§ Source excerpt
On Being an Unbounded Imagination.
There’s a strange tension in being a creative, imaginative man in the world—especially when your imagination doesn’t arrive politely, doesn’t ask permission, and doesn’t stay within the edges people feel comfortable with.
I live very openly in my inner world. I don’t separate sensitivity from strength, or imagination from truth. Yet I’ve found myself in countless social situations where the unspoken message is the same: be more ordinary. Be safer. More predictable. Easier to place. When you’re strange, unusual, or openly eccentric, that pressure follows you everywhere—quietly at first, then relentlessly.
Being true to myself has often led to rejection. Friendships thin out. Relationships become fragile. Difference unsettles people, and unease quickly turns into judgement. This becomes even sharper when art is involved—especially visual work. Imagery carries weight. Symbolism lingers. People project fear and intent onto what they don’t understand, particularly when the work drifts into darker, mythic, or unsettling territories.

§ Provided records
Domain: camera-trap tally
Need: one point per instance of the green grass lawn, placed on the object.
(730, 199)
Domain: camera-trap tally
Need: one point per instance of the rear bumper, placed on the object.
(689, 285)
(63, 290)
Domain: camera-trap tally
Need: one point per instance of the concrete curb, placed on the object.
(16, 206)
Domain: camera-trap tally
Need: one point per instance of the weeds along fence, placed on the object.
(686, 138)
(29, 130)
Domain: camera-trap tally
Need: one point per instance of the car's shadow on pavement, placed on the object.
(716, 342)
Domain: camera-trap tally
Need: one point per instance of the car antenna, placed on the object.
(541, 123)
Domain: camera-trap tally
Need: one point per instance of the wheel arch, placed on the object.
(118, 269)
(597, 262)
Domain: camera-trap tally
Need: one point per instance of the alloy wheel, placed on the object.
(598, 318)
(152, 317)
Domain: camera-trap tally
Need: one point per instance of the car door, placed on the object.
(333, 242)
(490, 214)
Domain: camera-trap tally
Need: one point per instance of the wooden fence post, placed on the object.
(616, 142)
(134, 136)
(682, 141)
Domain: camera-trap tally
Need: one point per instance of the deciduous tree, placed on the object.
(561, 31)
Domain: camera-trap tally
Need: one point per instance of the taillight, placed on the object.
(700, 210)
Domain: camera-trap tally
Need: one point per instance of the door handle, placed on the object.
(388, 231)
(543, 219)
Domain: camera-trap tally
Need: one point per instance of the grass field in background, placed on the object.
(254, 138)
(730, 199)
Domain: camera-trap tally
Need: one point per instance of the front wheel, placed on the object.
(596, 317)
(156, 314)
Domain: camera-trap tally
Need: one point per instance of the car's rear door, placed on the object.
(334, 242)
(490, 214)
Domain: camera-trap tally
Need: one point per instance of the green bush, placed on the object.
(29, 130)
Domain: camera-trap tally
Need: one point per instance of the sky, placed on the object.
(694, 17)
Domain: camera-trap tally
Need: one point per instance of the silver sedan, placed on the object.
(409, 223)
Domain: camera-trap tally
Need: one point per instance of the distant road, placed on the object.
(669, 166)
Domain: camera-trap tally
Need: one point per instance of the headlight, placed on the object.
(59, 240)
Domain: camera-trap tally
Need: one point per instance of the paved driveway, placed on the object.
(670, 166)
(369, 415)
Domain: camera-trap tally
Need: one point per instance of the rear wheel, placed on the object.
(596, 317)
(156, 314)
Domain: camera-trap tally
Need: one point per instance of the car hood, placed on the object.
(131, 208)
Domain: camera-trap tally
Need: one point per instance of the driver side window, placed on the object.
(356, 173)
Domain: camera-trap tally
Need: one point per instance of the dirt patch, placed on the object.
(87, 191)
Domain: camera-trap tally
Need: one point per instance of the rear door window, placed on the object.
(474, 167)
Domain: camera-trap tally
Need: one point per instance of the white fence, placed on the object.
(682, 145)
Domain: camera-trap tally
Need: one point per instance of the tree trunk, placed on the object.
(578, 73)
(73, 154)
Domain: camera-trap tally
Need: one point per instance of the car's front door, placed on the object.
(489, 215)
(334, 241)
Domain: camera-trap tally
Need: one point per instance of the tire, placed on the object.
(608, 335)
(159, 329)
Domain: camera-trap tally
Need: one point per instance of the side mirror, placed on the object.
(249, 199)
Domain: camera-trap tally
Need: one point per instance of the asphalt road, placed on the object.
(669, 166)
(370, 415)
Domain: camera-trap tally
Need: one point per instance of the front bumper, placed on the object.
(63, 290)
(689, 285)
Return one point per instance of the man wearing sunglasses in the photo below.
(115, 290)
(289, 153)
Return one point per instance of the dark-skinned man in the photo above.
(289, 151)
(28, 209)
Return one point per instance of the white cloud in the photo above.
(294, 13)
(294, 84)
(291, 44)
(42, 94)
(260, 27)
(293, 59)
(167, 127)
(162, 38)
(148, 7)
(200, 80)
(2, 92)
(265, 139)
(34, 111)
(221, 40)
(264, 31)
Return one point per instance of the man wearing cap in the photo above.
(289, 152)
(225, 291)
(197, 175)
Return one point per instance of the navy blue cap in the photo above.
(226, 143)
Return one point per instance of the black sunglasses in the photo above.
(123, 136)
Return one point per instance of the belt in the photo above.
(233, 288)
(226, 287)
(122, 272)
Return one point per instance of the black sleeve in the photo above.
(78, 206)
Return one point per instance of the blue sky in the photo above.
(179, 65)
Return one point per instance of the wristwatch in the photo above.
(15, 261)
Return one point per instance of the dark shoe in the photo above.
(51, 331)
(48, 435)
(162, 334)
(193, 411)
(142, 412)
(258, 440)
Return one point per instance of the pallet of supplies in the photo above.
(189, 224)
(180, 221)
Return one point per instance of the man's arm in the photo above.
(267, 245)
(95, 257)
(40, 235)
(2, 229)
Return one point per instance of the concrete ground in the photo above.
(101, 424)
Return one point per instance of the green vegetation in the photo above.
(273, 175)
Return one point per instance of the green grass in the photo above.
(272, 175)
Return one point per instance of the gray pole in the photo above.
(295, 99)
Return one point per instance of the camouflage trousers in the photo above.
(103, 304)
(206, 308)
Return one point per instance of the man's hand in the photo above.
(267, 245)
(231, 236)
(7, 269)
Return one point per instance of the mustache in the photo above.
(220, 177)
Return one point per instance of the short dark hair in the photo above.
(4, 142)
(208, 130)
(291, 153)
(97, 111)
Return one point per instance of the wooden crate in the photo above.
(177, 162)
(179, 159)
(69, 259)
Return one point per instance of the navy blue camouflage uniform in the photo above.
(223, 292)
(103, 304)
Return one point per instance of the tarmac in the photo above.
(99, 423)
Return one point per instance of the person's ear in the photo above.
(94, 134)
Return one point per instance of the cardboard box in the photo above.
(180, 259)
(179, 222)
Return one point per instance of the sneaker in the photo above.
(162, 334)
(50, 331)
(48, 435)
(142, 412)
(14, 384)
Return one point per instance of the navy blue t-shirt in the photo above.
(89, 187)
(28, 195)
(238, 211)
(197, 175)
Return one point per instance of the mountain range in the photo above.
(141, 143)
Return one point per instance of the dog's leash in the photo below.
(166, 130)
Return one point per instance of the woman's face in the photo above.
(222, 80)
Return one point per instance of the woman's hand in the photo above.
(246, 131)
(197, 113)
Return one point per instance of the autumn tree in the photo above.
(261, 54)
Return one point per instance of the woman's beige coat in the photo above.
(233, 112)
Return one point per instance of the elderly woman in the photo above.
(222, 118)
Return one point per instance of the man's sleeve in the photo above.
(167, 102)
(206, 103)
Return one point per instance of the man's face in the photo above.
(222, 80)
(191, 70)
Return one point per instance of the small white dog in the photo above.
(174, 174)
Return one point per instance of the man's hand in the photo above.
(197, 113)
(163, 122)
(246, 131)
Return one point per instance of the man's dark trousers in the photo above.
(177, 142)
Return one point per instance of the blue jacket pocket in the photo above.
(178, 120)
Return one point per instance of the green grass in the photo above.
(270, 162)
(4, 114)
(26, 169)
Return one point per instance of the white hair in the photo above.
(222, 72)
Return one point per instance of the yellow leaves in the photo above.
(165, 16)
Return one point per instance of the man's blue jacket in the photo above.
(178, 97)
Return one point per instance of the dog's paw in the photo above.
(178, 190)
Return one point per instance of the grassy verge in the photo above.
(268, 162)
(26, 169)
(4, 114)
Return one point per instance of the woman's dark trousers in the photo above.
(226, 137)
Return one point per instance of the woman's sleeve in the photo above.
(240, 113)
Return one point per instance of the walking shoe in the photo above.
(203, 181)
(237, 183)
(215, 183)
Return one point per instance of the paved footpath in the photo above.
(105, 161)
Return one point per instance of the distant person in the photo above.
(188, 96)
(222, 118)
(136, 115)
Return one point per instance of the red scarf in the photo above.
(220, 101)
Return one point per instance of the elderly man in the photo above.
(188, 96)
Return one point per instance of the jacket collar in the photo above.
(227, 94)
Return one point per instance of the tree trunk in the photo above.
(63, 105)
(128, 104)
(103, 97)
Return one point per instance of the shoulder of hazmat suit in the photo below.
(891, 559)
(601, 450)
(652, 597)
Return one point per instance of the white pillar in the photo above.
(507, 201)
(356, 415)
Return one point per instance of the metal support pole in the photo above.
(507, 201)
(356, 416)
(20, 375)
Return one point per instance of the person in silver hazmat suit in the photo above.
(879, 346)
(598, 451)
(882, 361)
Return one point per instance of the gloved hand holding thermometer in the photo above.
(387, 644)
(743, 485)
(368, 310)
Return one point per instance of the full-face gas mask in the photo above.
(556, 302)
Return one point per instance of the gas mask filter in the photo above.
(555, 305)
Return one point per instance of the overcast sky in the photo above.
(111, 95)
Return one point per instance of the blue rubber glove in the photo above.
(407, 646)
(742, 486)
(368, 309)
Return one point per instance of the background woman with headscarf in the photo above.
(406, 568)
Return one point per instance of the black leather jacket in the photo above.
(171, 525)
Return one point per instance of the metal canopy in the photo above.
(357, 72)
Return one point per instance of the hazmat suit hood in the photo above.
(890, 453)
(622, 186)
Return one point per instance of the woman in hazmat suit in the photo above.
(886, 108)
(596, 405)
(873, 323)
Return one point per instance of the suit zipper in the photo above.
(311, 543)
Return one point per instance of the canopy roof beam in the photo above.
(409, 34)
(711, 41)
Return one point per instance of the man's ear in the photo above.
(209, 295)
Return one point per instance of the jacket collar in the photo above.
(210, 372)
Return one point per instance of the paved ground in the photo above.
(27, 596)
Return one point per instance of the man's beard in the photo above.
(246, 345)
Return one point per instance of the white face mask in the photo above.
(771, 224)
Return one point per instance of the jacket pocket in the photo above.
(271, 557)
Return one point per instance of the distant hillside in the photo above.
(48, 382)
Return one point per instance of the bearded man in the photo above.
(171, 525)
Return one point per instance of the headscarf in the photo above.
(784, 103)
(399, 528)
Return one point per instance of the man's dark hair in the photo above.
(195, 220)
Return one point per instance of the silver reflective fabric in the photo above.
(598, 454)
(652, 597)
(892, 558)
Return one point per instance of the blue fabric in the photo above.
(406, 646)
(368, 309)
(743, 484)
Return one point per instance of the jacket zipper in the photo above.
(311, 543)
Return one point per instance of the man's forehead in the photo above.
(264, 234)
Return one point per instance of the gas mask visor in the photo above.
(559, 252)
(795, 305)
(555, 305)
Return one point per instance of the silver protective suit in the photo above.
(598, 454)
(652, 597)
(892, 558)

§ Directive
According to the piece on being an unbounded imagination, what unspoken message does the writer meet in countless social situations?

§ Answer to this exercise
Be more ordinary.